WRITTEN EXERCISE: Please render the material below as a two-column CSV with the columns instruction and response. Give one row for each piece of material, with its text under instruction and its answer under response, each in a single quoted field with line breaks replaced by spaces and the pictures left out.

(Dataset entries)
────────────────

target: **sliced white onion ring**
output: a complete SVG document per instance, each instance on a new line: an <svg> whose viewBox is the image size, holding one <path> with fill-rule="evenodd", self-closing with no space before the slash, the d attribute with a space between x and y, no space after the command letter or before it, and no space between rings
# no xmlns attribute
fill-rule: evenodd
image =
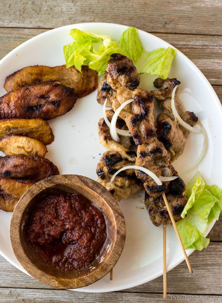
<svg viewBox="0 0 222 303"><path fill-rule="evenodd" d="M193 133L199 133L202 132L202 131L200 129L195 128L191 126L187 123L184 121L176 109L176 107L175 105L175 94L176 89L178 87L178 85L176 85L173 90L172 92L172 97L171 97L171 108L172 109L173 113L175 118L176 118L179 121L179 123L182 126L185 128L186 129L189 130L189 131Z"/></svg>
<svg viewBox="0 0 222 303"><path fill-rule="evenodd" d="M103 106L103 119L105 120L106 124L110 128L111 123L108 120L105 112L105 107L106 106L106 102L107 101L107 98L105 100L105 102ZM130 132L129 130L124 130L123 129L120 129L119 128L116 129L117 133L119 135L121 136L124 136L125 137L131 137L132 135Z"/></svg>
<svg viewBox="0 0 222 303"><path fill-rule="evenodd" d="M123 103L123 104L124 104L124 103ZM115 177L120 172L122 171L123 170L125 170L130 169L130 168L132 168L134 170L141 170L142 171L143 171L144 173L145 173L146 174L147 174L150 177L151 177L152 179L153 179L154 180L158 185L162 185L162 184L160 179L154 173L153 173L152 171L149 170L147 168L145 168L145 167L143 167L142 166L139 166L138 165L128 165L127 166L125 166L124 167L121 168L119 170L116 172L113 175L110 180L110 182L111 183L113 182Z"/></svg>
<svg viewBox="0 0 222 303"><path fill-rule="evenodd" d="M113 140L116 142L119 143L120 141L119 138L117 134L116 128L116 125L119 114L126 105L131 103L131 102L134 101L134 99L129 99L129 100L127 100L126 101L124 102L123 103L121 104L119 107L117 109L113 116L110 126L110 135Z"/></svg>
<svg viewBox="0 0 222 303"><path fill-rule="evenodd" d="M200 154L199 155L199 158L193 165L192 165L191 167L190 167L187 170L187 172L190 171L191 170L193 170L194 168L195 168L196 166L197 166L197 165L198 165L204 156L206 149L207 149L208 138L206 131L200 121L199 121L198 120L198 121L197 121L197 123L199 125L203 132L203 134L204 135L204 145L203 145L203 148L202 149L202 151L201 152Z"/></svg>
<svg viewBox="0 0 222 303"><path fill-rule="evenodd" d="M161 176L159 178L161 181L164 182L165 181L172 181L178 178L178 176L174 176L173 177L162 177Z"/></svg>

────────────────

TASK RESPONSE:
instruction,response
"target: **sliced white onion ring** output: a complete SVG document per instance, each instance on a new line: an <svg> whose viewBox is the image size, holding one <path> with fill-rule=""evenodd"", self-closing with no space before the slash, the d attribute with a space between x and y, no space after the command letter or before it, and no space between rings # no xmlns attribute fill-rule: evenodd image =","<svg viewBox=""0 0 222 303""><path fill-rule=""evenodd"" d=""M193 133L199 133L202 132L202 131L200 129L195 128L191 126L187 123L184 121L176 109L176 107L175 105L175 94L176 89L178 87L178 85L176 85L173 90L172 92L172 97L171 97L171 108L172 109L173 113L175 118L176 118L179 121L179 123L182 126L185 128L186 129L189 130L189 131Z""/></svg> <svg viewBox=""0 0 222 303""><path fill-rule=""evenodd"" d=""M103 106L103 119L105 120L106 124L110 128L111 123L108 120L105 112L105 107L106 106L106 102L107 101L107 98L105 100L105 102ZM130 132L129 130L124 130L123 129L120 129L119 128L116 129L117 133L119 135L121 136L124 136L125 137L131 137L132 135Z""/></svg> <svg viewBox=""0 0 222 303""><path fill-rule=""evenodd"" d=""M123 103L123 104L124 104L124 103ZM115 177L120 172L122 171L123 170L125 170L130 169L130 168L132 168L134 170L141 170L142 171L143 171L144 173L145 173L146 174L147 174L150 177L151 177L152 179L153 179L154 180L158 185L162 185L162 184L160 179L154 173L153 173L152 171L149 170L147 168L145 168L145 167L143 167L142 166L139 166L138 165L128 165L127 166L125 166L124 167L121 168L119 170L116 172L113 175L110 180L110 182L111 183L113 182Z""/></svg> <svg viewBox=""0 0 222 303""><path fill-rule=""evenodd"" d=""M113 140L116 142L119 143L120 141L119 138L117 134L116 128L116 125L119 114L126 105L131 103L131 102L134 101L134 99L129 99L129 100L127 100L126 101L124 102L123 103L121 104L119 107L117 109L113 116L110 126L110 135Z""/></svg> <svg viewBox=""0 0 222 303""><path fill-rule=""evenodd"" d=""M200 154L199 155L199 158L193 165L192 165L191 167L190 167L187 170L187 172L190 171L191 170L193 170L194 168L195 168L196 166L197 166L197 165L198 165L204 156L206 149L207 149L208 138L206 131L200 121L199 121L198 120L198 121L197 121L197 123L199 125L203 132L203 134L204 135L204 145L203 145L203 148L202 149L202 151L201 152Z""/></svg> <svg viewBox=""0 0 222 303""><path fill-rule=""evenodd"" d=""M161 176L159 178L161 181L164 182L165 181L172 181L178 178L178 176L174 176L173 177L162 177Z""/></svg>"